* _Schriftliche Anweisung A_:
Übertrage aus dem Lesetext zu „Wiedersehen mit Brideshead“ alles von „Untertitel: The Sacred“ bis hinunter zu „for the disaster...“ wortgetreu.
* _Schriftliche Anweisung B_:
Beantworte zum Lesetext über „Wiedersehen mit Brideshead“ die folgenden Fragen.
(i) Wer hat den Beitrag verfasst, und an welchem Datum?
(ii) Welcher Untertitel wird für den Roman angegeben?
(iii) In welchem Jahr spielt der Prolog des Romans?

* _Lesetext_:
Krümels-Bücherwelt ...

... ein Literaturforum der anderen Art

Waugh, Evelyn - Wiedersehen mit Brideshead




Waugh, Evelyn - Wiedersehen mit Brideshead

Beitragvon marilu » 06.02.2009, 13:27

Originaltitel: Brideshead revisited (überarbeitete Fassung von 1959)
Untertitel: The Sacred and Profane Memories of Captain Charles Ryder


Charles Ryder zieht die Bilanz seines Lebens und seiner Verbindung zu der adligen katholischen Familie Marchmain in der Zeit zwischen dem 1. und 2. Weltkrieg.

Der Roman beginnt mit einem Prolog im Jahr 1943 oder 1944 als Charles erkennt, dass seine letzte Liebe gestorben ist:

S. 3 hat geschrieben:Here my last love died [...] as I lay in that dark hour, I was aghast to realize that something within me, long sickening, had quietly died and felt as a husband might feel, who in the fourth year if his marriage, suddenly knew that he had no longer any desire, or tenderness, or esteem, for a once-beloved wife; no pleasure in her company, no wish to please, no curiosity about anything she might ever do or say or think; no hope of setting things right, no self-reproach for the disaster...

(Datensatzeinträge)
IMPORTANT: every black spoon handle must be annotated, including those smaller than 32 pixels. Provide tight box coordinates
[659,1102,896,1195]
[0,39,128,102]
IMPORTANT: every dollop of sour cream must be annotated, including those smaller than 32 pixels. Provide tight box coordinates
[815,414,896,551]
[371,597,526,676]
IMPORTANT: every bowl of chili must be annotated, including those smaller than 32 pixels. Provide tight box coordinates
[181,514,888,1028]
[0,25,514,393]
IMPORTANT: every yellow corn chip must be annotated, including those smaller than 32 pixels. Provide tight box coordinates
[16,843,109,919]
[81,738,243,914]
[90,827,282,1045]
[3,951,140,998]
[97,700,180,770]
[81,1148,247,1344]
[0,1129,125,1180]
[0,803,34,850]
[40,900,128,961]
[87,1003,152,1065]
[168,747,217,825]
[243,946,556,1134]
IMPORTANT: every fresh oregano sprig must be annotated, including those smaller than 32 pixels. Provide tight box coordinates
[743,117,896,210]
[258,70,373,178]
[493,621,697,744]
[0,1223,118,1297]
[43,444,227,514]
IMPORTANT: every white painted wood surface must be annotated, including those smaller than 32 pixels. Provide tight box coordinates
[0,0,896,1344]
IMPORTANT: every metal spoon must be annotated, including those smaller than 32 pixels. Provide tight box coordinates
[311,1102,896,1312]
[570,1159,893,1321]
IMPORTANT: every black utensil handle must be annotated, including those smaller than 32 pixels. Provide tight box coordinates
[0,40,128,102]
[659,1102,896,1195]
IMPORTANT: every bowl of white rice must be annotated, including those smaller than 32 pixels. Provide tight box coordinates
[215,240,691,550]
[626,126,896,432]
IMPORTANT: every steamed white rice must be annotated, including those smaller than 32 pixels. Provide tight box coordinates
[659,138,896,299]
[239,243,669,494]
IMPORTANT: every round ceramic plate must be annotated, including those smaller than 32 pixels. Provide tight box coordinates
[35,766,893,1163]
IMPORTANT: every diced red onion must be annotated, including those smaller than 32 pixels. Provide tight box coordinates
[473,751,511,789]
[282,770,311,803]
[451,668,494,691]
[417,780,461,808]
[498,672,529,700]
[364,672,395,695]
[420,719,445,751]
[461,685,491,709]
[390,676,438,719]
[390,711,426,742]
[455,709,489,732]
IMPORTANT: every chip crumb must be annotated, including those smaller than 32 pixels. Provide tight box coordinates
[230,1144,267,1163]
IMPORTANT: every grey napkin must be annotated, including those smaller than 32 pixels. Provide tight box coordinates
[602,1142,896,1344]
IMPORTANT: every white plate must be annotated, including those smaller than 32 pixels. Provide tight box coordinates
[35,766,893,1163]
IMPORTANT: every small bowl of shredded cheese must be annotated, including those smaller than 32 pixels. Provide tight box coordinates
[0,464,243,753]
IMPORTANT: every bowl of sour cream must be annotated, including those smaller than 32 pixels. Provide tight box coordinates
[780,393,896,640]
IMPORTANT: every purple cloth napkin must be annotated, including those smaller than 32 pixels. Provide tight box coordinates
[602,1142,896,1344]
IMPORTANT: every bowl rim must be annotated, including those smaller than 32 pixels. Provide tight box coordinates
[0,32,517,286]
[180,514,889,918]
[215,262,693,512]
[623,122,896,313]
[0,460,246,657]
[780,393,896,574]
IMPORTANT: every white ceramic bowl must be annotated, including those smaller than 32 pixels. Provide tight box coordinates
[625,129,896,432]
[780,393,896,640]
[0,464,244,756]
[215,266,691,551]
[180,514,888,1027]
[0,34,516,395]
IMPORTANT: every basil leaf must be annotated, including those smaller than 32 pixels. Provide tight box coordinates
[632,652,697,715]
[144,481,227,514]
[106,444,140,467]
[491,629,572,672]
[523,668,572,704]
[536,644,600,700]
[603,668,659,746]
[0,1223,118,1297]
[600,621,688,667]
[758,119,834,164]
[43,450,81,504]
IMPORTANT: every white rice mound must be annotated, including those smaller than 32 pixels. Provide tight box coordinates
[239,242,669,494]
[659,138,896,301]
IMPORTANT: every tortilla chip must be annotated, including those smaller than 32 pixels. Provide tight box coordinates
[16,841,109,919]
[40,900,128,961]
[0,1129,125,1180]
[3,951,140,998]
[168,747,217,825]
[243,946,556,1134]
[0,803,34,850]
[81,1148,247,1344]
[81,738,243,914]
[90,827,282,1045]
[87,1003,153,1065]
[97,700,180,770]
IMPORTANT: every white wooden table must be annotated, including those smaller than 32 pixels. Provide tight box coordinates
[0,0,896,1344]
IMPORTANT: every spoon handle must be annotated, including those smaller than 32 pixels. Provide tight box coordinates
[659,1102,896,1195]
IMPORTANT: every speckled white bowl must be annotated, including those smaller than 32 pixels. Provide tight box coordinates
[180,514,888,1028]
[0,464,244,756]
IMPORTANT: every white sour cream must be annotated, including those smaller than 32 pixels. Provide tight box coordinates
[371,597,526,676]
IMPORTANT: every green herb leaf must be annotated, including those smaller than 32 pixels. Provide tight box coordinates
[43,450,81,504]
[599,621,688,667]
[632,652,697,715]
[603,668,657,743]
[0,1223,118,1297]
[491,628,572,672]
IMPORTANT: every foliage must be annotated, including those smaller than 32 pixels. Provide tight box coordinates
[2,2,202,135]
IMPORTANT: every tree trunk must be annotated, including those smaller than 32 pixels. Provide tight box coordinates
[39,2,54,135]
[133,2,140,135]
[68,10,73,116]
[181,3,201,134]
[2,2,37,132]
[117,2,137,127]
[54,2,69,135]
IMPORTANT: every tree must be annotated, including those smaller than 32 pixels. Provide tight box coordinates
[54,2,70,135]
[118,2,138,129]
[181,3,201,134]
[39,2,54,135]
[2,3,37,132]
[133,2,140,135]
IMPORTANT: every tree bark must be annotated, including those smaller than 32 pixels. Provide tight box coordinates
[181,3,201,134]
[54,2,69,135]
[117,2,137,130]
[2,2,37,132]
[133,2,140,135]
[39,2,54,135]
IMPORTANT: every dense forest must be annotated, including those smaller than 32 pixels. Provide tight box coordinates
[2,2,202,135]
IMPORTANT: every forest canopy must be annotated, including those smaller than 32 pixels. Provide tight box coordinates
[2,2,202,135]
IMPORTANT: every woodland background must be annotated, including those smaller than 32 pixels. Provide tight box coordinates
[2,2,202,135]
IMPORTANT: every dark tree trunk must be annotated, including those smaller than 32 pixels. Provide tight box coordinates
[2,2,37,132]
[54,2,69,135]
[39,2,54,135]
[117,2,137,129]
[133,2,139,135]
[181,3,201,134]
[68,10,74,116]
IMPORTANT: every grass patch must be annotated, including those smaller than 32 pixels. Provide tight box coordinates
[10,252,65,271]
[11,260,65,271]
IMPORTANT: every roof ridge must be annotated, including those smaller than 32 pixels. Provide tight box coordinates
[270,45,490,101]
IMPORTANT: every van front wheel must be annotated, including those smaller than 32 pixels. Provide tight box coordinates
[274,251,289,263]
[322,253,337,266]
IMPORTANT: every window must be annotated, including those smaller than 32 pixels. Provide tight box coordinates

* _Vollständige Antwort A_:
Untertitel: The Sacred and Profane Memories of Captain Charles Ryder


Charles Ryder zieht die Bilanz seines Lebens und seiner Verbindung zu der adligen katholischen Familie Marchmain in der Zeit zwischen dem 1. und 2. Weltkrieg.

Der Roman beginnt mit einem Prolog im Jahr 1943 oder 1944 als Charles erkennt, dass seine letzte Liebe gestorben ist:

S. 3 hat geschrieben:Here my last love died [...] as I lay in that dark hour, I was aghast to realize that something within me, long sickening, had quietly died and felt as a husband might feel, who in the fourth year if his marriage, suddenly knew that he had no longer any desire, or tenderness, or esteem, for a once-beloved wife; no pleasure in her company, no wish to please, no curiosity about anything she might ever do or say or think; no hope of setting things right, no self-reproach for the disaster...

* _Vollständige Antwort B_:
(i) marilu, am 06.02.2009
(ii) The Sacred and Profane Memories of Captain Charles Ryder
(iii) 1943 oder 1944